On peut ajouter de suite que Brongniart devait développer peu à peu sa doctrine paléontologique jusqu'à des idées presque évolutionnistes. Tandis que son glorieux collaborateur, obsédé par la pensée du cataclysme qui avait dû brusquement ensevelir les mammouths congelés de la Sibérie et d'ailleurs convaincu de la fixité des espèces, imaginait sa théorie des créations successives, Brongniart devait être amené par l'examen des flores fossiles à constater que certaines espèces disparaissent tandis que d'autres se prolongent; que, par moments, la transformation se précipite pour s'attarder longtemps ensuite; qu'il existe en somme une certaine continuité.

C'est vers 1800, dans la seconde partie de sa vie étudiée par nous en ce moment, que l'orientation de Brongniart a commencé à changer, non pas par l'abandon du principe d'observation, d'expérimentation et de classement dont il avait été pénétré dès son enfance et qui lui fit toujours proscrire les théories de cabinet à la façon de Descartes, Leibnitz ou Buffon, mais au contraire parce que des observations attentives et multipliées lui démontrèrent l'impossibilité de conserver les affirmations wernériennes établies tant bien que mal dans une région limitée de la Saxe et partout démenties ailleurs. Quand on se laisse, ainsi qu'il convient, docilement conduire par les faits, on peut partir d'une théorie fausse, on ne doit pas moins progressivement tendre vers la vérité. Pour nos deux grands naturalistes, la marche des idées se fit semblablement en partant du monde actuel pour apprécier le monde disparu et des organismes vivants pour étudier les formes éteintes.

########

DÉFI.
D'après l'extrait sur Brongniart, vers quelle date son orientation a-t-elle commencé à changer ?

Données enregistrées.
########

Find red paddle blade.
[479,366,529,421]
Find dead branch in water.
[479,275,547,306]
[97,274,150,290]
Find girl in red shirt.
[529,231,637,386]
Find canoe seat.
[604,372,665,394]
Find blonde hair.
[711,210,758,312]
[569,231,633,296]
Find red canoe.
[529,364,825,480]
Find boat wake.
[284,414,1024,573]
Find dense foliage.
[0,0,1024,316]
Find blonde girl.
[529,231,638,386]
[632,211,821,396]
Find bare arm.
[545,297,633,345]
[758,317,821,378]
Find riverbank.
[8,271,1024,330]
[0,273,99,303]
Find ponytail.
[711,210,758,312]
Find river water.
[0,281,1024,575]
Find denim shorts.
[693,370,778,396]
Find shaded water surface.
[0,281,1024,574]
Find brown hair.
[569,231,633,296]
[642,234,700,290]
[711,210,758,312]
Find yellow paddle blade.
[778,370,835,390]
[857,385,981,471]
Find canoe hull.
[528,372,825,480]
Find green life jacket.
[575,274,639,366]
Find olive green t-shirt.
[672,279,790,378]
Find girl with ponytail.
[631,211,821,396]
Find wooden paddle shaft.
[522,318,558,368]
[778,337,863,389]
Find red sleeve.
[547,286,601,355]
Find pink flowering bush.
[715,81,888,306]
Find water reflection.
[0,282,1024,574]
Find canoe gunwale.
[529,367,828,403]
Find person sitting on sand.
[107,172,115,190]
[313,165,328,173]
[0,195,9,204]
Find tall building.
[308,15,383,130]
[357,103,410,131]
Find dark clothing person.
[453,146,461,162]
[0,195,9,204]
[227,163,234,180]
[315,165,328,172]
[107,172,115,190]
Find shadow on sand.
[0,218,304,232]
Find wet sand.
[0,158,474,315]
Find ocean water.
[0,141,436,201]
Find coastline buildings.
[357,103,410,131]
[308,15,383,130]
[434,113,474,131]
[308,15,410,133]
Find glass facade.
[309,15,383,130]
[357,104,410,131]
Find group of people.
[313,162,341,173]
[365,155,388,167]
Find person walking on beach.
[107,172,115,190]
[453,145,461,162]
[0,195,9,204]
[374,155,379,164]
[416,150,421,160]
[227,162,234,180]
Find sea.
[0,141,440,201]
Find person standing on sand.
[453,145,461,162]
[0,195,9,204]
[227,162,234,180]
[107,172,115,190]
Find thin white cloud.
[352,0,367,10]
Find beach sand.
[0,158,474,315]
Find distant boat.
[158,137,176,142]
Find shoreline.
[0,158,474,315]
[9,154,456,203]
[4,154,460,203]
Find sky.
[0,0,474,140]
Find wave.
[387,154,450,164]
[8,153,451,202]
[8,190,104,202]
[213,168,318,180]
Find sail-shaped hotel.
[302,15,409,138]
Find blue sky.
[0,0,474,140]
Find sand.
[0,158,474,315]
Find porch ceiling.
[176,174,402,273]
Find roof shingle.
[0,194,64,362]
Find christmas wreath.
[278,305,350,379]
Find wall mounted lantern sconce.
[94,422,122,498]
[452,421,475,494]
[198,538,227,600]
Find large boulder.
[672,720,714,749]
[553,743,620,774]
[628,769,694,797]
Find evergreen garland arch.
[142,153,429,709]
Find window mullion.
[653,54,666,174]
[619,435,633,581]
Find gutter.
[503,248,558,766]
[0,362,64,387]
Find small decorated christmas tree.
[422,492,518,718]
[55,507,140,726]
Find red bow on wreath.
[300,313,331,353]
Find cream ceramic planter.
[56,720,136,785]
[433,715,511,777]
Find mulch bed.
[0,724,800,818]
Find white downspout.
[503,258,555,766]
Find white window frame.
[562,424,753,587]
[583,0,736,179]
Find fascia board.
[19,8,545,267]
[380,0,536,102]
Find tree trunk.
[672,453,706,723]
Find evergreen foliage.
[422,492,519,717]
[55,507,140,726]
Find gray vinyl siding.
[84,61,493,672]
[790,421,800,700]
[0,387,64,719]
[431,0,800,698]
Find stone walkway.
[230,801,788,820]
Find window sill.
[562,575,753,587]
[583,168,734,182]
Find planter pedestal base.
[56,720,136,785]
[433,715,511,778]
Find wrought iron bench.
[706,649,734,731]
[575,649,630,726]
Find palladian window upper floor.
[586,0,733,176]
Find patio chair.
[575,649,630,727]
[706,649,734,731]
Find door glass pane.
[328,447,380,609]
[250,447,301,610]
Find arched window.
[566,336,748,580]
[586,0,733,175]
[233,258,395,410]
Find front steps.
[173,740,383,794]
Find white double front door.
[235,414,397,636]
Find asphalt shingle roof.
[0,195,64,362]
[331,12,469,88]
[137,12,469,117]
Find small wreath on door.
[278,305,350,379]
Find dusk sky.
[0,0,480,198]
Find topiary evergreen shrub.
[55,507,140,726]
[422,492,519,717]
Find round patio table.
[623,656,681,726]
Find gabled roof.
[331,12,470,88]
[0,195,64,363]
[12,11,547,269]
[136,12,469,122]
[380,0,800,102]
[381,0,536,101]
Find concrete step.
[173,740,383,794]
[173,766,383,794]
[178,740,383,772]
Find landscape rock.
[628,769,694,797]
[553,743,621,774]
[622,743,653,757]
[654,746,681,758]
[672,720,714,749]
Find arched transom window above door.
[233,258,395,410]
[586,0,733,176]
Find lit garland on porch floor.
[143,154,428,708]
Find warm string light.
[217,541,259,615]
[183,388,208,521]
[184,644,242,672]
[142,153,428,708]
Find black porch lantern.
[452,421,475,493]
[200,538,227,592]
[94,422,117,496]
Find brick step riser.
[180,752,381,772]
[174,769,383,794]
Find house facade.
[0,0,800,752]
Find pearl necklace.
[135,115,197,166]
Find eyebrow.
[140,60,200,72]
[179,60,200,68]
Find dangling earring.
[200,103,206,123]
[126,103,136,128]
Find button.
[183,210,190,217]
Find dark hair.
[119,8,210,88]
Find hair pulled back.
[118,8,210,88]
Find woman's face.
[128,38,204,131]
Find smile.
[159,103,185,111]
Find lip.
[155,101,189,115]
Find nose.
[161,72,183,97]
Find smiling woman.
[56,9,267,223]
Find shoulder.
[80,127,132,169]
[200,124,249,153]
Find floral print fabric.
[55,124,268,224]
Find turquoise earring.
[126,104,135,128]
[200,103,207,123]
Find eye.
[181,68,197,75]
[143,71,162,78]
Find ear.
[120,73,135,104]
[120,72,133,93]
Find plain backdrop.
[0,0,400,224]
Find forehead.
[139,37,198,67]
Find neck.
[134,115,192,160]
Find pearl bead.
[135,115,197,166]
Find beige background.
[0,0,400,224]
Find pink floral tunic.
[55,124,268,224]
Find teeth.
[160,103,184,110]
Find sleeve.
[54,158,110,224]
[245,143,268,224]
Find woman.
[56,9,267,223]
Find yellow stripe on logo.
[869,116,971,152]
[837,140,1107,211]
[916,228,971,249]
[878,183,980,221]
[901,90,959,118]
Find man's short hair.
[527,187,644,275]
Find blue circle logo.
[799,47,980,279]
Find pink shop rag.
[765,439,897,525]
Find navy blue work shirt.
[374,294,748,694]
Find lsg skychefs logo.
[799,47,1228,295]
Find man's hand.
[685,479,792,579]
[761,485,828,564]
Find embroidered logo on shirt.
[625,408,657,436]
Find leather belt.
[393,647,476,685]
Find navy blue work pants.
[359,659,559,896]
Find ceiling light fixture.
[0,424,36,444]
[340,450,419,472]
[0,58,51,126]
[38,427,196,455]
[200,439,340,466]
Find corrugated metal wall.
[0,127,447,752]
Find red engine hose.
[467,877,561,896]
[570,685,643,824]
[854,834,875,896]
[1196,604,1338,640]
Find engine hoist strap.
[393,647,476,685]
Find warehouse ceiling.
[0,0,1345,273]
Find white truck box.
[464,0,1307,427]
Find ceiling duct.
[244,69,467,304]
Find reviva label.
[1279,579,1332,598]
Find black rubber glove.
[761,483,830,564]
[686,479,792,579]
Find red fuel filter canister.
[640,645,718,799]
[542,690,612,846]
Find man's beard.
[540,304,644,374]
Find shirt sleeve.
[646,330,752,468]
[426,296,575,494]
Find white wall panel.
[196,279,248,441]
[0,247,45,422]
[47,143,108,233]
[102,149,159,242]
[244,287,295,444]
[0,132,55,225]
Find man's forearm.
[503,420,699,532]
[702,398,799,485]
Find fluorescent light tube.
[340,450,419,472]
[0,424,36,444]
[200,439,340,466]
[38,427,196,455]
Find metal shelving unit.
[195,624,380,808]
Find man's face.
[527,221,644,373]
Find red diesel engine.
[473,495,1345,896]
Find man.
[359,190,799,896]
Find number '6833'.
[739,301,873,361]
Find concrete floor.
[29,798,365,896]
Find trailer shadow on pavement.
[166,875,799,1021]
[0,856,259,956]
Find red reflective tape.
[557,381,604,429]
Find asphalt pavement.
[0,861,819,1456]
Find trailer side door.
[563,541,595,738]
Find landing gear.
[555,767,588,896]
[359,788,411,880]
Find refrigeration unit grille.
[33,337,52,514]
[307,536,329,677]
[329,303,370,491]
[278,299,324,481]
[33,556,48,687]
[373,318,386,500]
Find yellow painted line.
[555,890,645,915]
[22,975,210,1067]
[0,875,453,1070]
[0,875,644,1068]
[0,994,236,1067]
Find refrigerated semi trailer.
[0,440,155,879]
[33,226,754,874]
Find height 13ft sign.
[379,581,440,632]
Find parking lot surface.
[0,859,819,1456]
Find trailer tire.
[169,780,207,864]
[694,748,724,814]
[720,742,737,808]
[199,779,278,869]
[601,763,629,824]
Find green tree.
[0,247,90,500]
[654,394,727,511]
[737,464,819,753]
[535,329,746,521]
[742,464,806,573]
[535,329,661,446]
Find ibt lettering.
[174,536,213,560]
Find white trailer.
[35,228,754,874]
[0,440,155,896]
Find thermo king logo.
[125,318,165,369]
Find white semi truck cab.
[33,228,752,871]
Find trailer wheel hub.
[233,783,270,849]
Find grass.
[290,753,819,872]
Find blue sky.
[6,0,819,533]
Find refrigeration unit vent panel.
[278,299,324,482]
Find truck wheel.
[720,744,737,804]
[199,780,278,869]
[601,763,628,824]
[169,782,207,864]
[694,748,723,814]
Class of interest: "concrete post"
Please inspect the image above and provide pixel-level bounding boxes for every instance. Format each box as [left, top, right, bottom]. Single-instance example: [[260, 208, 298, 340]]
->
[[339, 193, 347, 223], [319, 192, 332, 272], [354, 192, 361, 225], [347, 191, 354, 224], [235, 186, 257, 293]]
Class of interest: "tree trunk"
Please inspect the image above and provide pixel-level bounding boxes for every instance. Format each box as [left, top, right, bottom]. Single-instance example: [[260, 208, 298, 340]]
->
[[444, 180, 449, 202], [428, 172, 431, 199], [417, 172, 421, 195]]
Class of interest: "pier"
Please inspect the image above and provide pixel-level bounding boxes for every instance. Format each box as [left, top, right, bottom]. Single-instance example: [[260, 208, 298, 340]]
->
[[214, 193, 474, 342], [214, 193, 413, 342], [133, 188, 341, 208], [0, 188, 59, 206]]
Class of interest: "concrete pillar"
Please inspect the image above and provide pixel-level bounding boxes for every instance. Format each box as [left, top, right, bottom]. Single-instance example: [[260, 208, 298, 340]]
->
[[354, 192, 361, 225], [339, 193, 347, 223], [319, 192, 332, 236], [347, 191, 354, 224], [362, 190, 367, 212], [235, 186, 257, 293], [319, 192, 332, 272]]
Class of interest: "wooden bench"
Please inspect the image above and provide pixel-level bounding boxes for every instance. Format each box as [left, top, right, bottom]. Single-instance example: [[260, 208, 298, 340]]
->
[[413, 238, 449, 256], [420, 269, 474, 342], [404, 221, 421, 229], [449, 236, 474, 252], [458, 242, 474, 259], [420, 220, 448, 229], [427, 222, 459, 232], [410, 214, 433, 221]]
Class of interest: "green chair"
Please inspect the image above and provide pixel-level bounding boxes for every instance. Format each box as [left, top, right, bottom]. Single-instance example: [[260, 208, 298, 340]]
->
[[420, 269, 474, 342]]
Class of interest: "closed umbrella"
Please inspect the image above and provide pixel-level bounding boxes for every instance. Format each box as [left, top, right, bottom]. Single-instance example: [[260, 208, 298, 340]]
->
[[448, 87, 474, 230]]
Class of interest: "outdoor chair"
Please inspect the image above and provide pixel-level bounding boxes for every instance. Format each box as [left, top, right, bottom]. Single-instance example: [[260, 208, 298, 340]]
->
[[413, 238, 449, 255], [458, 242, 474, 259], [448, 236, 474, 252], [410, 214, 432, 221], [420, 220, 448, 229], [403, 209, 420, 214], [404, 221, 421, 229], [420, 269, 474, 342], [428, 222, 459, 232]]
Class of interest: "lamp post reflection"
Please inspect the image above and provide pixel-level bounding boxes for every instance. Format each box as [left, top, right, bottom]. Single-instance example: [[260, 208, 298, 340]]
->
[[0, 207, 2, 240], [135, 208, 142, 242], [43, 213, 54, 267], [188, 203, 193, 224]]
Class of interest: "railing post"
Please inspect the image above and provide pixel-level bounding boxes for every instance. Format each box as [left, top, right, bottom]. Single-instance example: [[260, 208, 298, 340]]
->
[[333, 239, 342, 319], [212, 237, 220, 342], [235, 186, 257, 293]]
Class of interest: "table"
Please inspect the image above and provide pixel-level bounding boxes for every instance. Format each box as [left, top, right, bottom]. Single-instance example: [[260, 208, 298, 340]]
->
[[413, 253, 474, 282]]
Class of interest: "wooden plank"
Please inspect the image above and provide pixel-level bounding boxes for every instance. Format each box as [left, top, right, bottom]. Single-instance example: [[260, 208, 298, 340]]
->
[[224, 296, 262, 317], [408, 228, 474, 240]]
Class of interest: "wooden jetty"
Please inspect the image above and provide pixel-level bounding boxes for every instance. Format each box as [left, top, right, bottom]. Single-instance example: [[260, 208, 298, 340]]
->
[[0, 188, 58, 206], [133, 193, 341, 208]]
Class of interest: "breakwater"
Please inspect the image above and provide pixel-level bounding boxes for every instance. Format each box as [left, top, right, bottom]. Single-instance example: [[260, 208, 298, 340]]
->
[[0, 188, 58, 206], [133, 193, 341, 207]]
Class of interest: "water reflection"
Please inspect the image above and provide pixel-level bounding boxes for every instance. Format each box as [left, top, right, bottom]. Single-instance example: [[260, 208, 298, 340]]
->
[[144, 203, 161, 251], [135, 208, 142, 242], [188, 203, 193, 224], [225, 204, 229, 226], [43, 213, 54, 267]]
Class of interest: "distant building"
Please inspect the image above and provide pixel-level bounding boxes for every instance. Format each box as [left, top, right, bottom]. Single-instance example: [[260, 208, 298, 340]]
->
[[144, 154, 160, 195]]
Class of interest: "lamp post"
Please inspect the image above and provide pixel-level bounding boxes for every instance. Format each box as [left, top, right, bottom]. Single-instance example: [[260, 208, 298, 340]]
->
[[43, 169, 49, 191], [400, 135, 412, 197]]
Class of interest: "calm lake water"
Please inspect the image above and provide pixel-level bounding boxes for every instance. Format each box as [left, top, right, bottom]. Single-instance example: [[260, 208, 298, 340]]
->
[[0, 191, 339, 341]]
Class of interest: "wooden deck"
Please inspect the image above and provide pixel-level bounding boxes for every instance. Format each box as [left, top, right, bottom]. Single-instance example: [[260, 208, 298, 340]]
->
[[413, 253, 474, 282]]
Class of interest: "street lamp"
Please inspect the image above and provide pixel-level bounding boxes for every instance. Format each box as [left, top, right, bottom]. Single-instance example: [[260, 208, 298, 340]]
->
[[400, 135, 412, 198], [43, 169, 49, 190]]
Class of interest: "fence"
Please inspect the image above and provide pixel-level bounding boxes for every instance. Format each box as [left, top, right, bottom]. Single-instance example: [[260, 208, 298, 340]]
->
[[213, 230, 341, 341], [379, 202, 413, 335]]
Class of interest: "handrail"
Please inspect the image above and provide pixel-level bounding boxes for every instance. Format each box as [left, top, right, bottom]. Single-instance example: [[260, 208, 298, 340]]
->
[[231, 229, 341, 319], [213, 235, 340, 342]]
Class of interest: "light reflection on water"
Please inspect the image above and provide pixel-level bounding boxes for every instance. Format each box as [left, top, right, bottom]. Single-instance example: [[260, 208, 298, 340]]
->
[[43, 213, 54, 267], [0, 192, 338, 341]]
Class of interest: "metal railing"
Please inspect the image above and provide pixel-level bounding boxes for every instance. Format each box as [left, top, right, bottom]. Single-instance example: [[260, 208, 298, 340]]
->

########

LA RÉPONSE.
Vers 1800.